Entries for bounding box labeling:
==============================

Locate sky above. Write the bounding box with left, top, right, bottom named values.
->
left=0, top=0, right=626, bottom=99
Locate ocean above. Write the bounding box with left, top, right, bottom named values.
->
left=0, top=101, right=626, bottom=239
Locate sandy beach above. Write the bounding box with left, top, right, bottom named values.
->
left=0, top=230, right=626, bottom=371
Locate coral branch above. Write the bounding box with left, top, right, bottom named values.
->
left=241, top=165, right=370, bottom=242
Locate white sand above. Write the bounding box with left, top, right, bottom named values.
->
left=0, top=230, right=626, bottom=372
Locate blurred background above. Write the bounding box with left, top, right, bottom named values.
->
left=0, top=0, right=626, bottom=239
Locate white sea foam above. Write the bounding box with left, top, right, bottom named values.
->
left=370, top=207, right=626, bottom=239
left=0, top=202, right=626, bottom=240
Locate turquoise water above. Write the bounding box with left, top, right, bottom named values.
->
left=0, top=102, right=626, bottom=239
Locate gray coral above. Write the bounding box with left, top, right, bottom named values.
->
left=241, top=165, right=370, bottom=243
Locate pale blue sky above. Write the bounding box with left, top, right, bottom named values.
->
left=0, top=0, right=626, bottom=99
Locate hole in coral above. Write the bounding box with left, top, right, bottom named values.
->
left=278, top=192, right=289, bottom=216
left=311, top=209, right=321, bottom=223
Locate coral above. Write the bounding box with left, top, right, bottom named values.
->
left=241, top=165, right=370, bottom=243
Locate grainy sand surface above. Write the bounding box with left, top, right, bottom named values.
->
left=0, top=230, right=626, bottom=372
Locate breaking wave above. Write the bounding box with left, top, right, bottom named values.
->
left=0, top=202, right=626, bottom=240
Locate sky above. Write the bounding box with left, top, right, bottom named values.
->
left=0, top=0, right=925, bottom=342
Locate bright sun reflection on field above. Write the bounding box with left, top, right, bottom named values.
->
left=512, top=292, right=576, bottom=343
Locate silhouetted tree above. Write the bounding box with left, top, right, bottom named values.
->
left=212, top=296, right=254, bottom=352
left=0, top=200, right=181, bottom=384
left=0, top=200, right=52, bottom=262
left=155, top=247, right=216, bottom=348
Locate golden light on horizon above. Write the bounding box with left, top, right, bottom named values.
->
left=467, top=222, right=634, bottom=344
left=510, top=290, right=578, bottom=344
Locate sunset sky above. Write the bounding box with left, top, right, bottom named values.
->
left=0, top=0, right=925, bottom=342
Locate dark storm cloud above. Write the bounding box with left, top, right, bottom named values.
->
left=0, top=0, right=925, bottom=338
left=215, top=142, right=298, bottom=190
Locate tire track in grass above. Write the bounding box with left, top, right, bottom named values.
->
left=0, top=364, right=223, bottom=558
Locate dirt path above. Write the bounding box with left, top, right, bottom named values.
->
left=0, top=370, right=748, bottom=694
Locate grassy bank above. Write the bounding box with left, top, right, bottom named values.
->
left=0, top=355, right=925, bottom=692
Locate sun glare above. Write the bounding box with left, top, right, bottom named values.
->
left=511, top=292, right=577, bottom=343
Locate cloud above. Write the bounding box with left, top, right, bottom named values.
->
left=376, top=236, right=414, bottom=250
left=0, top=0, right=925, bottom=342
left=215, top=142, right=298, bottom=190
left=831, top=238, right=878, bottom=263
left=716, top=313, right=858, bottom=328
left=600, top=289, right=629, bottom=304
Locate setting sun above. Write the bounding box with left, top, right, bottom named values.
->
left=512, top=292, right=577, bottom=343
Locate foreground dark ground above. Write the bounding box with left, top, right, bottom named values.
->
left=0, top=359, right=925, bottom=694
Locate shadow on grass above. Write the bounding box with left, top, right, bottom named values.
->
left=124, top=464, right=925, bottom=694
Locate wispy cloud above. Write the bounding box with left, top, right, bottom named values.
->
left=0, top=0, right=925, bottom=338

==============================

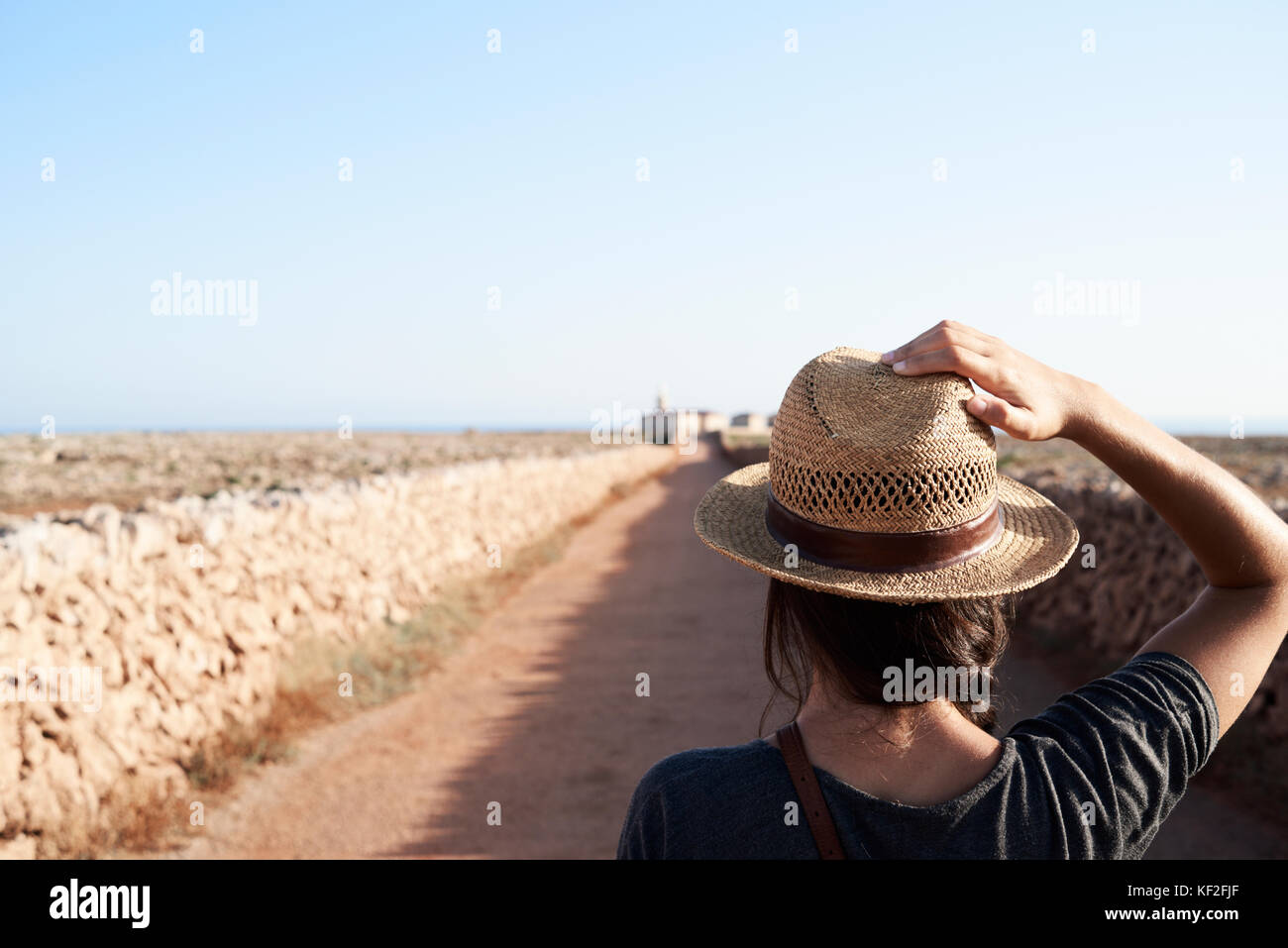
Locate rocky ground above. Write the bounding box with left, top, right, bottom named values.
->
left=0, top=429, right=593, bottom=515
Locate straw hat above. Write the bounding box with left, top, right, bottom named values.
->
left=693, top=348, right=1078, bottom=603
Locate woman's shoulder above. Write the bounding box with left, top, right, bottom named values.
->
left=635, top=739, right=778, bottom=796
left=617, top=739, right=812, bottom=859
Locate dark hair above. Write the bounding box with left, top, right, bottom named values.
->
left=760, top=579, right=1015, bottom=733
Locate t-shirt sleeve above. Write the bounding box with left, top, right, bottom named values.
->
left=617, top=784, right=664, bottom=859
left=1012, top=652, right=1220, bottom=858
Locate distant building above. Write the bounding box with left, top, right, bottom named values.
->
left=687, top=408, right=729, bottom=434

==============================

Copy the lines verbatim, from the one containing "Locate sandy beach" through the one containing "left=241, top=165, right=370, bottom=242", including both of those lines.

Locate sandy beach above. Write the bounding box with left, top, right, bottom named values.
->
left=0, top=230, right=626, bottom=371
Locate coral branch above. Write the bounding box with left, top, right, bottom named values.
->
left=241, top=165, right=370, bottom=242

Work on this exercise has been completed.